§ Lo que hay que hacer:
1 – En el fragmento sobre Domiciano, escribe los nombres de todas las personas a las que, según el texto, mandó matar.
2 – Lee el fragmento sobre Domiciano y di si cada frase coincide con él. Responde sí o no y copia las palabras del texto que lo deciden:
(a) Salvio Coceyano murió por celebrar el nacimiento de Otón.
(b) El elogio que escribió Junio Rústico llevó a Domiciano a echar a los filósofos de Roma y de Italia.
(c) Después de vencer a Antonio, Domiciano se volvió menos cruel.
3 – Traduce al inglés esta oración del fragmento sobre Domiciano: "Fue, sin embargo, mucho más cruel después de su victoria sobre Antonio."

§ Fragmento:
□ □ □ □ □ □ □

Otros muchos fueron muertos por leves pretextos; entre ellos Elio Lamia, por
antiguas bromas que, a pesar de ser perfectamente inocentes, le habían hecho
sospechoso; por haberle dicho, por ejemplo, después del rapto de su esposa, a
algunos que le alababan la belleza de su voz: Es el premio de mi continencia;
por haber contestado a Tito, que le exhortaba a tomar otra esposa: ¿Acaso
quieres casarte tú también?; dio también muerte a Salvio Coceyano por haber
celebrado el nacimiento del emperador Otón, tío suyo; a Mecio Pomposiano, por
haber nacido bajo una constelación que al decir de algunos, auguraba el Imperio,
porque llevaba a todas partes con él un mapa del mundo y los discursos de reyes
y grandes capitanes, extractados de Tito Livio, porque había, en fin, dado a
esclavos los nombres de Magón y Aníbal; a Salustio Lúculo, legado en la Bretaña,
por haber permitido que llamasen luculenas unas lanzas de forma nueva; a Junio
Rústico, por haber escrito el elogio de Peto Traseas y de Helvidio Prisco y
haberles llamado los más virtuosos de los hombres, delito que fue causa de que
Domiciano expulsase de Roma y de Italia a todos los filósofos. Hizo también
perecer a Helvidio hijo, con el pretexto de que en una representación intitulada
Paris y Oenone había censurado el divorcio del príncipe, y a Flavio, primo suyo,
porque el día de los comicios consulares el pregonero, después de elegido
Sabino, le proclamó, en vez de cónsul, emperador. Fue, sin embargo, mucho más
cruel después de su victoria sobre Antonio. Para descubrir, en efecto, los
cómplices secretos de su adversario, sometió a la mayor parte de los otros a un
nuevo género de tortura, consistente en hacerles quemar los órganos sexuales y
cortar las manos. Sólo a dos perdonó entre los más conocidos: a un tribuno del
orden de los senadores y a un centurión, los cuales alegaron, como prueba de su
inocencia, la infamia de sus costumbres, que había debido desposeerles de toda
influencia sobre el espíritu de su jefe y de los soldados.

□ □ □ □ □ □ □

§ Registros mostrados:
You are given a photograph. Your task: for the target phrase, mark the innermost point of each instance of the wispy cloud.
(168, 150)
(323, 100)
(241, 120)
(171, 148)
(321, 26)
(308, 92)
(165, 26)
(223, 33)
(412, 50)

□ □ □ □ □ □ □

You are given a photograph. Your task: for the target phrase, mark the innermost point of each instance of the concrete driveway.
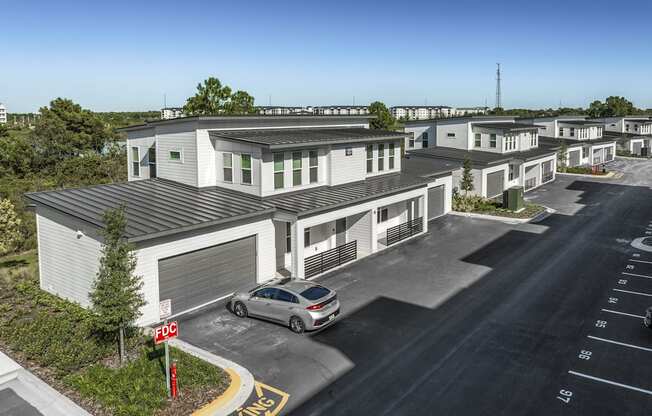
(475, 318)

□ □ □ □ □ □ □

§ Resultados:
1 – Elio Lamia, Salvio Coceyano, Mecio Pomposiano, Salustio Lúculo, Junio Rústico, Helvidio hijo y Flavio, su primo.

2 –
(a) Sí: "dio también muerte a Salvio Coceyano por haber celebrado el nacimiento del emperador Otón, tío suyo".
(b) Sí: "delito que fue causa de que Domiciano expulsase de Roma y de Italia a todos los filósofos".
(c) No: "Fue, sin embargo, mucho más cruel después de su victoria sobre Antonio."

3 – He was, however, much more cruel after his victory over Antonius.